Given exercise
Write out every line of the material below as a numbered list, leaving out blank lines.
= = = =
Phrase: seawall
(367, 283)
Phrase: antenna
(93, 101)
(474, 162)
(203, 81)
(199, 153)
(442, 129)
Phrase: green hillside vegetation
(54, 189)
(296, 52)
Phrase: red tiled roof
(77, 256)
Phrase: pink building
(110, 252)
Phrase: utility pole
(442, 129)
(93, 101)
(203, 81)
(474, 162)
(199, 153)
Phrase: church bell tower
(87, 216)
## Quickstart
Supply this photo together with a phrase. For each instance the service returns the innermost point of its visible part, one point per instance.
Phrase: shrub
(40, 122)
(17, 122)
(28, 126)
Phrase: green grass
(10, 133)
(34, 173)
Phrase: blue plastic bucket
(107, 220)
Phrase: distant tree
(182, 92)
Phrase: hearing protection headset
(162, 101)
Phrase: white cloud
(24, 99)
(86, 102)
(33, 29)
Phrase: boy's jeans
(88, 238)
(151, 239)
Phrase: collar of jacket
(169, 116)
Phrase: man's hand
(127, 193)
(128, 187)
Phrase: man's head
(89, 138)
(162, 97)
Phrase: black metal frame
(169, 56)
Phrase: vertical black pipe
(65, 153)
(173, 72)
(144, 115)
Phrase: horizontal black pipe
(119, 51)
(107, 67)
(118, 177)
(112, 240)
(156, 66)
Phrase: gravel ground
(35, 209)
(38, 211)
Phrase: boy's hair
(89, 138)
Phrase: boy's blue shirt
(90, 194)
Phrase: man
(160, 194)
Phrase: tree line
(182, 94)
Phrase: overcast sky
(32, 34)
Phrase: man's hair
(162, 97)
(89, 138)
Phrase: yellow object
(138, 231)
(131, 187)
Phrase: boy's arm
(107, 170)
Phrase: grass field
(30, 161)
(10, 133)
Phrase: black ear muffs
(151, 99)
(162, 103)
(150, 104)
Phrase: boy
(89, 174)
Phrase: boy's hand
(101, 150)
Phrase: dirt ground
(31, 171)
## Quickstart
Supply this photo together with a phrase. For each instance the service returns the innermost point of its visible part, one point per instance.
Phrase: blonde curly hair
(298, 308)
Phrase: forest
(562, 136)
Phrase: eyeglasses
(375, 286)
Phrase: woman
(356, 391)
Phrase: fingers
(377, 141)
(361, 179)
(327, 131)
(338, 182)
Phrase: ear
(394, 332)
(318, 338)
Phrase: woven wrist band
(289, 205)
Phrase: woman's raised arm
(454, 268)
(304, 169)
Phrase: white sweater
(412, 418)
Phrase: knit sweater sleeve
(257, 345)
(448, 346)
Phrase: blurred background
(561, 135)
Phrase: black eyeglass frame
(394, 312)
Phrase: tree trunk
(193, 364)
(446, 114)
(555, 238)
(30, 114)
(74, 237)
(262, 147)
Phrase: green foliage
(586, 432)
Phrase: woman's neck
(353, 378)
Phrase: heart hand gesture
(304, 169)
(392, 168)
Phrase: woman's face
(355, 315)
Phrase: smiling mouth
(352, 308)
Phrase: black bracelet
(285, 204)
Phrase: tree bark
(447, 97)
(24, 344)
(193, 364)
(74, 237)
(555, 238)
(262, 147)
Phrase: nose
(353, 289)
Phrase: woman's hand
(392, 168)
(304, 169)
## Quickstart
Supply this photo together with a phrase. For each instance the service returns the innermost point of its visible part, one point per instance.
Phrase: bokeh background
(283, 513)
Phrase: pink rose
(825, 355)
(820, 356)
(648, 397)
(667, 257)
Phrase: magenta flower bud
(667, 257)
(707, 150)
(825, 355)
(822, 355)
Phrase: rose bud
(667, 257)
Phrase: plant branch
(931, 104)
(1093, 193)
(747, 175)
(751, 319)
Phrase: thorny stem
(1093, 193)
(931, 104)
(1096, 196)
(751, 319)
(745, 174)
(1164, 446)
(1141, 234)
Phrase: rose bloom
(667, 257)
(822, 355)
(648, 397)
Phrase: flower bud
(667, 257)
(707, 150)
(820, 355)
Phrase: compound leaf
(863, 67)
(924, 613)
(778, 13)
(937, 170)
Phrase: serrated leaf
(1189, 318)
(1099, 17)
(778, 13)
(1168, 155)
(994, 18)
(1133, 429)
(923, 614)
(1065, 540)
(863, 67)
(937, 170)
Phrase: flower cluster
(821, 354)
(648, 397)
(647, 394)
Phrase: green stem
= = = =
Written answer
1. Phrase: seawall
2. (367, 283)
3. Phrase: antenna
4. (93, 101)
5. (474, 162)
6. (203, 81)
7. (199, 153)
8. (442, 129)
9. Phrase: green hillside vegetation
10. (54, 189)
11. (296, 52)
12. Phrase: red tiled roof
13. (77, 256)
14. Phrase: pink building
15. (110, 252)
16. Phrase: utility pole
17. (442, 129)
18. (93, 101)
19. (203, 81)
20. (474, 162)
21. (199, 153)
22. Phrase: church bell tower
23. (87, 216)
24. ## Quickstart
25. Supply this photo together with a phrase. For each instance the service returns the innermost point of its visible part, one point per instance.
26. Phrase: shrub
27. (40, 122)
28. (17, 122)
29. (28, 126)
30. Phrase: green grass
31. (10, 133)
32. (34, 173)
33. Phrase: blue plastic bucket
34. (107, 220)
35. Phrase: distant tree
36. (182, 92)
37. Phrase: hearing protection headset
38. (162, 101)
39. Phrase: white cloud
40. (24, 99)
41. (86, 102)
42. (33, 29)
43. Phrase: boy's jeans
44. (88, 238)
45. (151, 239)
46. Phrase: collar of jacket
47. (169, 116)
48. Phrase: man's hand
49. (127, 193)
50. (128, 187)
51. Phrase: man's head
52. (89, 138)
53. (162, 97)
54. Phrase: black metal frame
55. (169, 56)
56. Phrase: vertical black pipe
57. (65, 153)
58. (173, 72)
59. (144, 115)
60. Phrase: horizontal black pipe
61. (119, 51)
62. (107, 67)
63. (118, 177)
64. (112, 240)
65. (156, 66)
66. Phrase: gravel ground
67. (35, 209)
68. (38, 211)
69. Phrase: boy's hair
70. (89, 138)
71. Phrase: boy's blue shirt
72. (90, 194)
73. Phrase: man
74. (160, 194)
75. Phrase: tree line
76. (182, 94)
77. Phrase: overcast sky
78. (32, 34)
79. Phrase: man's hair
80. (162, 97)
81. (89, 138)
82. Phrase: yellow object
83. (138, 231)
84. (131, 187)
85. Phrase: boy's arm
86. (107, 170)
87. Phrase: grass field
88. (30, 161)
89. (10, 133)
90. Phrase: black ear muffs
91. (151, 99)
92. (162, 103)
93. (150, 104)
94. Phrase: boy
95. (89, 174)
96. Phrase: boy's hand
97. (101, 150)
98. Phrase: dirt ground
99. (31, 171)
100. ## Quickstart
101. Supply this photo together with a phrase. For each instance the service returns the innermost point of its visible part, one point per instance.
102. Phrase: blonde curly hair
103. (298, 308)
104. Phrase: forest
105. (562, 136)
106. Phrase: eyeglasses
107. (375, 286)
108. Phrase: woman
109. (356, 391)
110. Phrase: fingers
111. (377, 141)
112. (361, 179)
113. (327, 131)
114. (338, 182)
115. Phrase: ear
116. (394, 332)
117. (318, 338)
118. Phrase: woven wrist band
119. (289, 205)
120. Phrase: woman's raised arm
121. (454, 268)
122. (304, 169)
123. Phrase: white sweater
124. (412, 418)
125. Phrase: knit sweater sleeve
126. (257, 345)
127. (448, 346)
128. Phrase: blurred background
129. (561, 135)
130. Phrase: black eyeglass frame
131. (394, 312)
132. Phrase: tree trunk
133. (193, 364)
134. (446, 114)
135. (555, 238)
136. (30, 114)
137. (74, 237)
138. (262, 147)
139. Phrase: green foliage
140. (586, 432)
141. Phrase: woman's neck
142. (353, 378)
143. Phrase: heart hand gesture
144. (304, 169)
145. (392, 168)
146. Phrase: woman's face
147. (355, 315)
148. Phrase: smiling mouth
149. (352, 308)
150. Phrase: black bracelet
151. (285, 204)
152. Phrase: tree bark
153. (447, 97)
154. (24, 344)
155. (193, 364)
156. (74, 237)
157. (555, 238)
158. (262, 147)
159. Phrase: nose
160. (353, 289)
161. Phrase: woman's hand
162. (392, 168)
163. (304, 169)
164. ## Quickstart
165. Supply this photo together with a phrase. For each instance the service returns the innermost point of its visible part, one point per instance.
166. Phrase: bokeh background
167. (283, 513)
168. Phrase: pink rose
169. (825, 355)
170. (820, 356)
171. (648, 397)
172. (667, 257)
173. Phrase: magenta flower bud
174. (667, 257)
175. (707, 150)
176. (825, 355)
177. (822, 355)
178. Phrase: rose bud
179. (667, 257)
180. Phrase: plant branch
181. (931, 104)
182. (1093, 193)
183. (747, 175)
184. (751, 319)
185. Phrase: thorny stem
186. (1093, 193)
187. (931, 104)
188. (1096, 196)
189. (751, 319)
190. (745, 174)
191. (1164, 446)
192. (1141, 234)
193. Phrase: rose bloom
194. (667, 257)
195. (822, 355)
196. (648, 397)
197. Phrase: flower bud
198. (667, 257)
199. (707, 150)
200. (820, 355)
201. Phrase: compound leaf
202. (863, 67)
203. (924, 613)
204. (778, 13)
205. (937, 170)
206. Phrase: serrated leaf
207. (1189, 318)
208. (1099, 17)
209. (778, 13)
210. (1168, 155)
211. (994, 18)
212. (1133, 429)
213. (923, 614)
214. (1065, 540)
215. (863, 67)
216. (937, 170)
217. Phrase: flower cluster
218. (821, 354)
219. (648, 397)
220. (647, 394)
221. Phrase: green stem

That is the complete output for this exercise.